## Written instruction
Your task is to repeat all of the data exactly while excluding the pictures.

Records

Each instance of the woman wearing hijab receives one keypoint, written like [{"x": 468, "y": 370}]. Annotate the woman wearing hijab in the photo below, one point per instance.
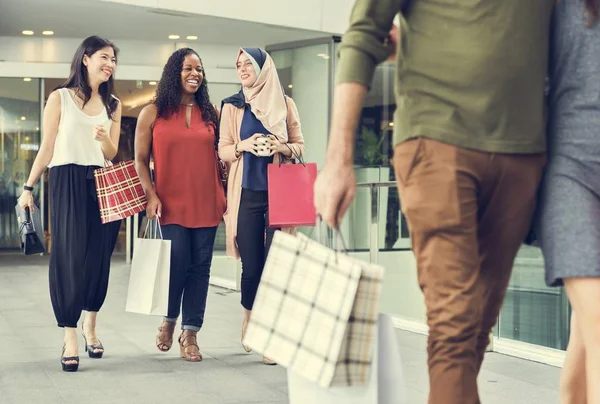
[{"x": 259, "y": 126}]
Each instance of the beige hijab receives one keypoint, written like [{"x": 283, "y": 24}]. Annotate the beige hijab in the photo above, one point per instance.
[{"x": 266, "y": 97}]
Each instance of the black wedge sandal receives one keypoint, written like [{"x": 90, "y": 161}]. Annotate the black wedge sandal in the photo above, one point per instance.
[
  {"x": 91, "y": 349},
  {"x": 69, "y": 367}
]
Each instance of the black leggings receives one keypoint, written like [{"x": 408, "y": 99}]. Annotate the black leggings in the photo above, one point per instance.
[
  {"x": 253, "y": 243},
  {"x": 81, "y": 244}
]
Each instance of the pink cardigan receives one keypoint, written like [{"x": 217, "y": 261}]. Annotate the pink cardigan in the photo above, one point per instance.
[{"x": 231, "y": 122}]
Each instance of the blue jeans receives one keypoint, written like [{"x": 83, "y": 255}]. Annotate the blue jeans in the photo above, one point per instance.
[{"x": 191, "y": 257}]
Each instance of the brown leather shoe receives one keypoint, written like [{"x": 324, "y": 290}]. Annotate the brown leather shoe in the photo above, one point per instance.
[
  {"x": 188, "y": 346},
  {"x": 164, "y": 338}
]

## Exercise output
Each instance of the woman wearing hijab receives one keypoint, written like [{"x": 468, "y": 370}]. Annotate the woman wearing hijab in the photo below, one point per instance.
[{"x": 259, "y": 126}]
Each instance of the beige hijab receives one keypoint, written like [{"x": 283, "y": 24}]. Annotate the beige hijab in the photo above, one point per instance.
[{"x": 266, "y": 97}]
Each instance of the black wedge sandal receives one keypoint, written like [{"x": 90, "y": 161}]. Annotate the black wedge sandal in the photo above, one point per instance.
[
  {"x": 91, "y": 349},
  {"x": 69, "y": 367}
]
Each instance of the black leggings receives one keypoint, written like [{"x": 408, "y": 99}]. Annotate the black leggings in the photo above, one point per instance.
[
  {"x": 253, "y": 243},
  {"x": 81, "y": 244}
]
Each instance of the pink cardigan receives one keypoint, written like [{"x": 217, "y": 261}]. Annotate the pink cardigan in the photo above, one point per instance.
[{"x": 231, "y": 122}]
Each instance of the blue jeans receives one keypoint, written like [{"x": 83, "y": 255}]. Annotate the blue jeans in the photo above, one point per instance.
[{"x": 191, "y": 257}]
Each instance of the brown leather shoe receives one keypoint, written like [{"x": 324, "y": 290}]. Annotate the brown leather shoe in the photo above, one point per instance.
[
  {"x": 188, "y": 346},
  {"x": 164, "y": 338}
]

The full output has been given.